• [TASK SET]
1) Answer these questions using the article about the elections:
(a) On what date was the Turkish original published?
(b) Whose writing is cited on the point that only Erdoğan should be billed for failure as well as success?
(c) What phrase does the author use for what helped bond conservatives?
2) Reproduce word for word the part of the article starting at "The Turkish original" and ending at "an all-shifting earthquake.".

• [EXTRACT TO READ]
(begin)

A time to reflect

 

Gürbüz Özaltınlı

 

The Turkish original of this article was published as  Tartışmak zamanı  on 8th June 2015.

         

 

These elections were of truly strategic importance. And they have resulted in a power configuration that has strategic implications commensurate with that importance. At the moment these are piping hot, and I suspect that we may not be fully capable of grasping their potential impact on our political life. We can only sense that we are in the midst of an all-shifting earthquake.

 

These are not results that are compatible with apologetic interpretations which begin by referring to "the fatigue of thirteen years" or the burden of "too long being the first party."

 

First and foremost, this is Erdoğan's first electoral defeat. He was the one who, as the main actor on the political stage, set the agenda, interacted directly with the people, and fashioned political discourse. As Vahap Coşkun has written, in case of failure as well as success it wouldn't be fair to bill anybody other than Erdoğan. I am not simply referring to what he has done since he became president. His blatant interventions in a series of topics like the transparency law, the candidacy of Hakan Fidan, the interest rate debate, the question of the ministers accused of corruption, and the Dolmabahçe agreement constitute only one part of the story. An accurate reading of this defeat requires us to dig deeper.

 

It might be helpful to start with a framework that I had suggested earlier (AKP gerçeği ve Erdoğan’ın liderliği üzerine düşünceler [Reflections on the fact of the AKP and Erdoğan's leadership], 11.3.2015). In that article, I had pointed to the multi-layered sociology of the AKP electorate, trying to illustrate through examples the various objections to Erdoğan's line that it might engender. I had argued that the weakening of the "glue of threat perceptions" helping to bond conservatives could devalue the perceived need for an "unbending will" or a "single decision-maker" while promoting complaints against current policies or practices. I had voiced my anxiety about the negative fallout that was accumulating in many areas ranging from corruption allegations to the new presidential palace, or from disagreements over the interest rate to those Middle Eastern policies that were putting a strain on relations with the West.

(end)

• [EXTRACTED DATA]
(begin)

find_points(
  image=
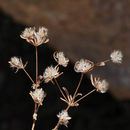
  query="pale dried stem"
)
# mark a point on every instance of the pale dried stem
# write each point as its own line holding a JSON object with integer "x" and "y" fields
{"x": 85, "y": 95}
{"x": 28, "y": 75}
{"x": 35, "y": 108}
{"x": 78, "y": 86}
{"x": 36, "y": 64}
{"x": 60, "y": 88}
{"x": 34, "y": 121}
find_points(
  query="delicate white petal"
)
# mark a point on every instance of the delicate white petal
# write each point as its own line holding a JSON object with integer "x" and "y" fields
{"x": 100, "y": 85}
{"x": 83, "y": 65}
{"x": 61, "y": 59}
{"x": 64, "y": 117}
{"x": 38, "y": 95}
{"x": 50, "y": 73}
{"x": 16, "y": 62}
{"x": 116, "y": 56}
{"x": 34, "y": 37}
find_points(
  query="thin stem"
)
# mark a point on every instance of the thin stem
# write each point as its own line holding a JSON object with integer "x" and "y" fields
{"x": 78, "y": 86}
{"x": 60, "y": 88}
{"x": 59, "y": 123}
{"x": 85, "y": 95}
{"x": 106, "y": 61}
{"x": 34, "y": 121}
{"x": 36, "y": 64}
{"x": 28, "y": 75}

(end)

• [TASK SOLUTIONS]
1)
(a) 8th June 2015
(b) Vahap Coşkun
(c) The "glue of threat perceptions"

2)
The Turkish original of this article was published as  Tartışmak zamanı  on 8th June 2015.

         

 

These elections were of truly strategic importance. And they have resulted in a power configuration that has strategic implications commensurate with that importance. At the moment these are piping hot, and I suspect that we may not be fully capable of grasping their potential impact on our political life. We can only sense that we are in the midst of an all-shifting earthquake.